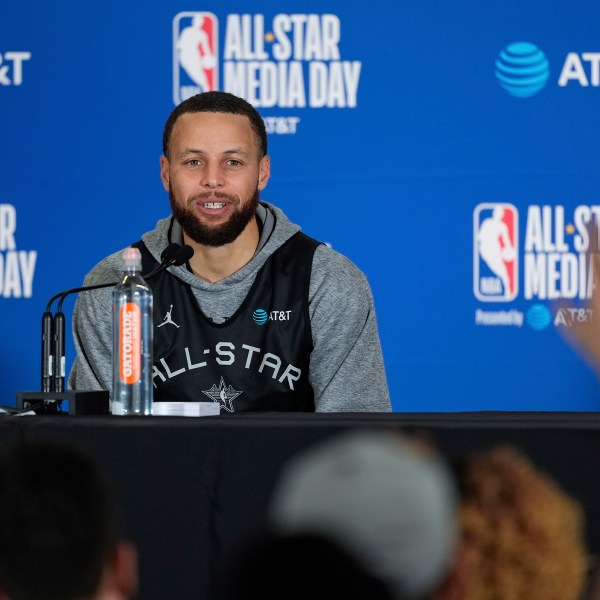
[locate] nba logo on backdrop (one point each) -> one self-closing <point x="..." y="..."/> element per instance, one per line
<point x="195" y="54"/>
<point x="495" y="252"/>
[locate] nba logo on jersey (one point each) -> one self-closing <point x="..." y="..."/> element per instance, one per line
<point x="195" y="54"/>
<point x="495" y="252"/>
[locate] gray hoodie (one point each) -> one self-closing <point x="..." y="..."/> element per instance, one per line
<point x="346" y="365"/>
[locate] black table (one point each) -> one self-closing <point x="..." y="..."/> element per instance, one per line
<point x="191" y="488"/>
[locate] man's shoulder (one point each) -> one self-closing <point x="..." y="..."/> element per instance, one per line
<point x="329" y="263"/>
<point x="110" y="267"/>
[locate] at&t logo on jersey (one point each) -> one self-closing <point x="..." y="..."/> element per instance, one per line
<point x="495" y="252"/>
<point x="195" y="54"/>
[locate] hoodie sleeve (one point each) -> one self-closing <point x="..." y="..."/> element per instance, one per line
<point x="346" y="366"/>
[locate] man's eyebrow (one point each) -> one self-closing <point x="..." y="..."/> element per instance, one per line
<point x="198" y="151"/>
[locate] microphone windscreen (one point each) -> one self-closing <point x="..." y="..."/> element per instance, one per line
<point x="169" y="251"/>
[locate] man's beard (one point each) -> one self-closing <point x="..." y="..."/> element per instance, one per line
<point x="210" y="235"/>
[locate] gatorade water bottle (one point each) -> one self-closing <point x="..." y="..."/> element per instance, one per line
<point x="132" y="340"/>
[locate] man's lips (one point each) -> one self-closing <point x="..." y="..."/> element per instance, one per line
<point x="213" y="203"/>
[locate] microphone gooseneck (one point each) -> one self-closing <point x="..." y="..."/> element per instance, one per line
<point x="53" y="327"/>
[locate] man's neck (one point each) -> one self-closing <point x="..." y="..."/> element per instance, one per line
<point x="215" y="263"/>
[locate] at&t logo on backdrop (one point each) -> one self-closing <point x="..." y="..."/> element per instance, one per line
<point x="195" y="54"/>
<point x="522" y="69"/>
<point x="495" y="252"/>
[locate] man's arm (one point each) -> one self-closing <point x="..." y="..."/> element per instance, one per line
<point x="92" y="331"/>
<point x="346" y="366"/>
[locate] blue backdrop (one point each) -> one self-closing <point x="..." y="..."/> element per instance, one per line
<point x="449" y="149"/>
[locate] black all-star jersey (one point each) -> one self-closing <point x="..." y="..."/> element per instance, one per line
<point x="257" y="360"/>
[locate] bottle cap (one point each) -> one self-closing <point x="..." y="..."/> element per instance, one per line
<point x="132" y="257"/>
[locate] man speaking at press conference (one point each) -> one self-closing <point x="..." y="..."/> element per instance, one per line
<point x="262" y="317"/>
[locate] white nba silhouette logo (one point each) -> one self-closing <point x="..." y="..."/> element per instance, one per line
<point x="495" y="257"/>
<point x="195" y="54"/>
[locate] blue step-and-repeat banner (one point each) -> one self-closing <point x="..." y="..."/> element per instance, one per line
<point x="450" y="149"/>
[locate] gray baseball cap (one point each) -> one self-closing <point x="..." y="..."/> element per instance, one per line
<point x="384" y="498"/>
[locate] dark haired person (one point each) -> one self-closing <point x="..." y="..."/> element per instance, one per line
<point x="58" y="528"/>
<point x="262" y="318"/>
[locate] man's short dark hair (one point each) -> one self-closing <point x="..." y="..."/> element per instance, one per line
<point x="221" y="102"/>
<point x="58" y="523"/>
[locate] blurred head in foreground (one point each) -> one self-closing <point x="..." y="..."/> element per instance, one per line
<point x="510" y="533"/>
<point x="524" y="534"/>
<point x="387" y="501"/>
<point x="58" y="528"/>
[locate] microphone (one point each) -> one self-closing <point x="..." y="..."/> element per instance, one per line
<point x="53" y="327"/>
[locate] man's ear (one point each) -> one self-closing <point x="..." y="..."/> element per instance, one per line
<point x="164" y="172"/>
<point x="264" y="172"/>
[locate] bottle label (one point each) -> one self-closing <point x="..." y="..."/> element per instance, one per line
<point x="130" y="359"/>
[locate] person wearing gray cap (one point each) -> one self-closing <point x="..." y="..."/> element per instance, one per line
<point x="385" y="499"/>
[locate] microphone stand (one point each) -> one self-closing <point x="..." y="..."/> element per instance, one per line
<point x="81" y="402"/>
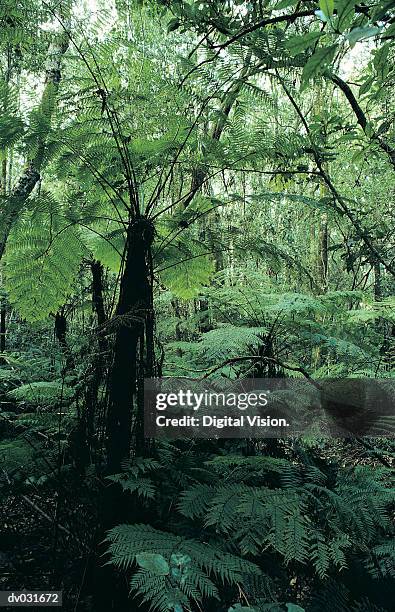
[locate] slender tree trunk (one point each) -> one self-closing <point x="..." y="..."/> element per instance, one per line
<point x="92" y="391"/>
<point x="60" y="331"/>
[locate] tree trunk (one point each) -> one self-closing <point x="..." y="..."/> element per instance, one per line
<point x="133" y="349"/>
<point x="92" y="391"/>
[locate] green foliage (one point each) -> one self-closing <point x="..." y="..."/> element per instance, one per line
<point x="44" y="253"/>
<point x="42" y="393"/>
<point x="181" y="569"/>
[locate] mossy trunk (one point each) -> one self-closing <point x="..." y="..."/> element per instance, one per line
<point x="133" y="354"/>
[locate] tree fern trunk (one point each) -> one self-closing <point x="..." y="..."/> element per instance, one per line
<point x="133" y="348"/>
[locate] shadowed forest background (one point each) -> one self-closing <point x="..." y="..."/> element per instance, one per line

■ ■ ■ ■ ■ ■ ■

Write out the entries above verbatim; the pictures do not belong in your copy.

• [Problem solution]:
[locate] nba logo on backdrop (one point each) -> one self-closing <point x="..." y="..."/> element per instance, one per line
<point x="195" y="54"/>
<point x="495" y="252"/>
[locate] nba logo on jersey (one point each) -> one self-closing <point x="..." y="..."/> element per instance, one per line
<point x="195" y="54"/>
<point x="495" y="252"/>
[locate] gray hoodie (one point each) -> one self-closing <point x="..." y="..."/> element per instance, one per line
<point x="346" y="365"/>
[locate] black table (one point each) -> one self-closing <point x="..." y="..."/> element per instance, one per line
<point x="191" y="488"/>
[locate] man's shoulder (one point each) -> one self-closing <point x="..." y="..."/> element per instance, one per line
<point x="329" y="263"/>
<point x="110" y="267"/>
[locate] at&t logo on jersey (one point each) -> one self-closing <point x="..." y="..."/> element per instance, one per line
<point x="495" y="252"/>
<point x="195" y="54"/>
[locate] hoodie sleeve (one point each) -> one self-closing <point x="..." y="..."/> element per instance, one per line
<point x="346" y="366"/>
[locate] man's eyebrow (one point each) -> one self-closing <point x="..." y="..."/> element per instance, one per line
<point x="198" y="151"/>
[locate] microphone windscreen (one point each) -> one self-closing <point x="..." y="..."/> element per instance, one per line
<point x="169" y="251"/>
[locate] man's beard (one point each) -> one self-closing <point x="..." y="..."/> element per instance, one per line
<point x="210" y="235"/>
[locate] gatorade water bottle (one point each) -> one self-closing <point x="..." y="..."/> element per instance, one per line
<point x="132" y="340"/>
[locate] man's lips (one point each) -> one self-closing <point x="..." y="..."/> element per instance, one per line
<point x="213" y="203"/>
[locate] microphone gooseneck (one point each) -> one self-closing <point x="..." y="..."/> element per instance, one per line
<point x="53" y="327"/>
[locate] man's neck (one point each) -> one self-closing <point x="..." y="..."/> element per instance, one per line
<point x="215" y="263"/>
[locate] at&t logo on backdrop (one point each) -> one self-closing <point x="..." y="..."/> element per instance, one per line
<point x="195" y="54"/>
<point x="522" y="69"/>
<point x="495" y="252"/>
[locate] man's arm (one point each) -> one self-closing <point x="..." y="..."/> element per instance, one per line
<point x="92" y="331"/>
<point x="346" y="366"/>
[locate] blue backdrop (one point each) -> one self-closing <point x="..." y="..."/> element per instance, one per line
<point x="449" y="149"/>
[locate] black all-star jersey (one point each) -> one self-closing <point x="..." y="..."/> element per instance, one per line
<point x="257" y="360"/>
[locate] bottle cap (one point each) -> one self-closing <point x="..." y="..."/> element per instance, one per line
<point x="132" y="257"/>
[locate] man speaking at press conference (one point each) -> one self-closing <point x="..." y="..."/> element per instance, one per line
<point x="262" y="317"/>
[locate] white nba silhouette logo (one point each) -> one self-closing <point x="..." y="..."/> element per instance, one per line
<point x="495" y="257"/>
<point x="195" y="54"/>
[locate] blue step-and-repeat banner (one point each) -> one self-closing <point x="..." y="..."/> element per instance, one per line
<point x="450" y="149"/>
[locate] gray baseball cap (one point each) -> one self-closing <point x="..." y="..."/> element per instance, one per line
<point x="384" y="498"/>
[locate] dark haired person (one point each) -> one self-closing <point x="..." y="..."/> element per instance, one per line
<point x="58" y="528"/>
<point x="262" y="318"/>
[locate] man's short dark hair (one point each) -> one self-closing <point x="..." y="..."/> element per instance, one per line
<point x="221" y="102"/>
<point x="58" y="523"/>
[locate] blurred head in foreground (one point each) -> one self-closing <point x="..." y="..."/> element per instance, one per line
<point x="510" y="533"/>
<point x="524" y="534"/>
<point x="387" y="501"/>
<point x="58" y="528"/>
[locate] microphone (one point each) -> one self-closing <point x="..." y="..."/> element per instance, one per line
<point x="53" y="327"/>
[locate] man's ear (one point each) -> one self-closing <point x="..." y="..."/> element per instance, one per line
<point x="164" y="172"/>
<point x="264" y="172"/>
[locate] bottle label (one point each) -> one self-closing <point x="..." y="..."/> element per instance, one per line
<point x="130" y="359"/>
[locate] person wearing gray cap (one point each) -> one self-closing <point x="..." y="..."/> element per instance, one per line
<point x="385" y="499"/>
[locate] microphone stand (one point each) -> one self-closing <point x="..." y="..."/> element per instance, one per line
<point x="81" y="402"/>
[locate] slender tree trunk (one point each) -> one self-closing <point x="..." y="..."/> element per instance, one per line
<point x="92" y="391"/>
<point x="60" y="331"/>
[locate] tree trunk (one point each) -> one self-closing <point x="..." y="..."/> element per instance, one per line
<point x="133" y="349"/>
<point x="92" y="391"/>
[locate] green foliage (one point each) -> one self-closing <point x="..." y="..."/> element per instance, one per line
<point x="44" y="253"/>
<point x="42" y="393"/>
<point x="181" y="569"/>
[locate] mossy trunk (one point each) -> one self-closing <point x="..." y="..."/> element per instance, one per line
<point x="133" y="354"/>
[locate] tree fern trunk (one point each) -> one self-closing <point x="..." y="..."/> element per instance, one per line
<point x="133" y="348"/>
[locate] shadowed forest background (one point each) -> one self-closing <point x="..." y="..."/> element per instance, one per line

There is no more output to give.